Few things in life affect us as deeply as our primary relationships. In addition to our innate yearnings, our culture fills us with images of the possibility of sharing deep connection on a physical, emotional, sexual and spiritual level. We are also cautioned that relationships take work – the work of time, attention, and care. Much of that work actually involves unlearning ways of being and relating that we learned from family, culture and past experience. Ruptures and feelings of disconnection offer the opportunity to uncover deeper layers within ourselves and our partner, which, though initially painful, have the potential to lead to more choice, connection, empowerment and freedom.
As partners develop the capacity to mindfully notice the patterns, or dances, that lead to a downward spiral, they also develop the capacity to intervene on that dance, learn new steps, understand and “get” each other on a whole new level, and experience more connection, understanding and fun.
If you and your partner are experiencing:
- Conflict that appears to come “out of the blue”
- Feelings of stuckness or hopelessness
- Fallout from a betrayal
- Lack of aliveness in your relationship
- Conflicts regarding money, sex or extended family
- Inability to discuss what matters to you or bothers you the most
- Fear that you might not “make it” together
You don’t have to stay stuck! Before the undesired patterns get too entrenched, give couples therapy a try.
Assess where you are in each of the three realms of couplehood:
Benefits of couples therapy may include:
- Reenforcement of your individual and partnership strengths
- Clarity about what is “mine, yours, and ours”
- Deeper mutual understanding and compassion that allows you to see each other newly
- Making sense out of negative patterns and transforming them into strengths
- Increased permission and ability to have difficult conversations in an atmosphere of safety
- Increased aliveness
- Developing new interactive patterns that foster connection and mutual love
- Reclaiming parts of yourself that you may have “disowned” to stay in the relationship
- More intimacy in and out of the bedroom
- And much more!
More important than any specific issue, however, is the quality of connection between partners that determines how you approach (or avoid) areas of conflict or stuckness. How is your ability to repair the inevitable ruptures that will occur as each of you grow and evolve? Emotionally focused therapy (EFT) assists partners in restructuring their negative interactions through awareness and acknowledgment of deeply felt underlying emotions related to needs and desires that each of you hope to fulfill in the relationship. Couples learn that they are not stuck because of flaws in themselves or their partners, but because they are caught in a loop that usually looks like this: the more one does a certain behavior, fueled by powerful but likely hidden emotions and beliefs, the more the other reacts with a certain kind of behavior, fueled by powerful emotion and beliefs, which in turn, triggers the first partner to continue the same behavior as before, and on it goes. Once partners become aware that the “problem” or “enemy” is not the partner, but the pattern, you can learn to liberate yourselves from the downward spiral. Eventually, it is possible to become responsive, supportive partners capable of both vulnerable openness and empowerment, with the capacity to repair relationship ruptures.

** Data extract **
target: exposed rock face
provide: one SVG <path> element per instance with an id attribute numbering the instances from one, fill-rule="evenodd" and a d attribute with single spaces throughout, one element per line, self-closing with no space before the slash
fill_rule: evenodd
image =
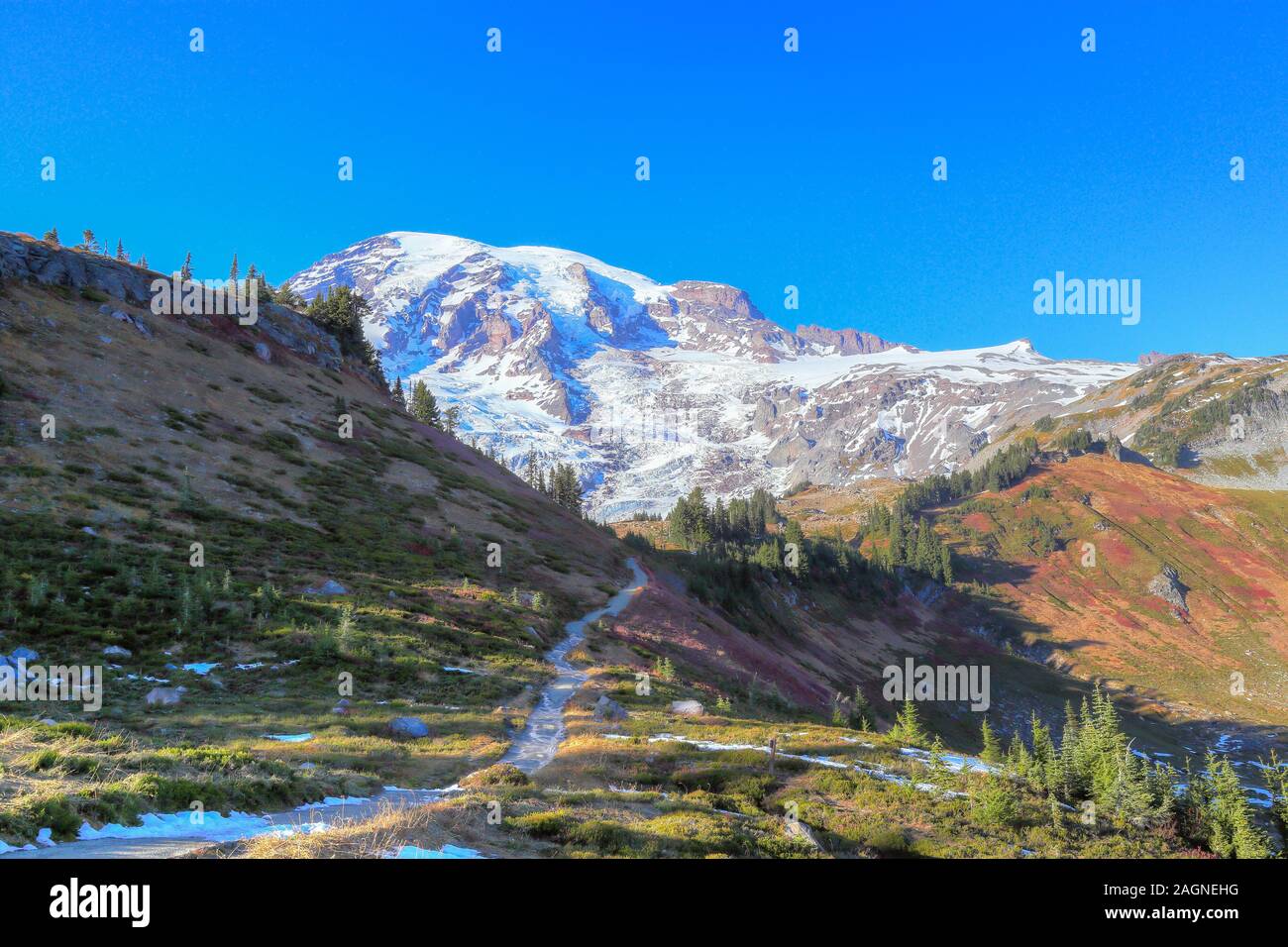
<path id="1" fill-rule="evenodd" d="M 820 348 L 831 347 L 841 356 L 868 356 L 893 349 L 896 344 L 855 329 L 836 330 L 823 326 L 796 326 L 796 338 Z"/>
<path id="2" fill-rule="evenodd" d="M 1163 566 L 1163 571 L 1150 580 L 1148 588 L 1150 595 L 1157 595 L 1179 611 L 1189 613 L 1189 606 L 1185 603 L 1185 593 L 1189 589 L 1181 585 L 1180 576 L 1171 566 Z"/>
<path id="3" fill-rule="evenodd" d="M 149 707 L 174 707 L 183 700 L 183 687 L 155 687 L 144 698 Z"/>
<path id="4" fill-rule="evenodd" d="M 395 716 L 389 722 L 389 731 L 399 737 L 429 736 L 429 725 L 419 716 Z"/>
<path id="5" fill-rule="evenodd" d="M 662 285 L 582 254 L 388 233 L 291 280 L 350 285 L 386 374 L 457 405 L 462 433 L 523 473 L 577 466 L 594 515 L 667 512 L 694 486 L 920 477 L 1135 366 L 1059 362 L 1024 340 L 918 352 L 869 332 L 766 318 L 737 287 Z"/>
<path id="6" fill-rule="evenodd" d="M 133 307 L 148 308 L 152 301 L 152 282 L 166 278 L 161 273 L 108 256 L 50 246 L 22 234 L 0 233 L 0 280 L 31 280 L 45 286 L 66 286 L 77 292 L 97 290 Z M 113 305 L 103 305 L 100 312 L 144 335 L 151 335 L 147 321 L 138 314 L 124 312 L 120 307 Z M 325 367 L 339 368 L 343 365 L 340 345 L 335 338 L 318 329 L 300 313 L 276 303 L 259 300 L 258 316 L 258 322 L 254 326 L 247 326 L 247 331 L 263 332 L 278 345 Z"/>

** List of tasks **
A - From the couples therapy text above, reproduce the passage between "If you and your" and "therapy a try.", inclusive.
B - Translate this sentence from the couples therapy text into Spanish: "We are also cautioned that relationships take work – the work of time, attention, and care."

** Exercise answers **
A -
If you and your partner are experiencing:
- Conflict that appears to come “out of the blue”
- Feelings of stuckness or hopelessness
- Fallout from a betrayal
- Lack of aliveness in your relationship
- Conflicts regarding money, sex or extended family
- Inability to discuss what matters to you or bothers you the most
- Fear that you might not “make it” together
You don’t have to stay stuck! Before the undesired patterns get too entrenched, give couples therapy a try.

B - También se nos advierte que las relaciones requieren trabajo: el trabajo del tiempo, la atención y el cuidado.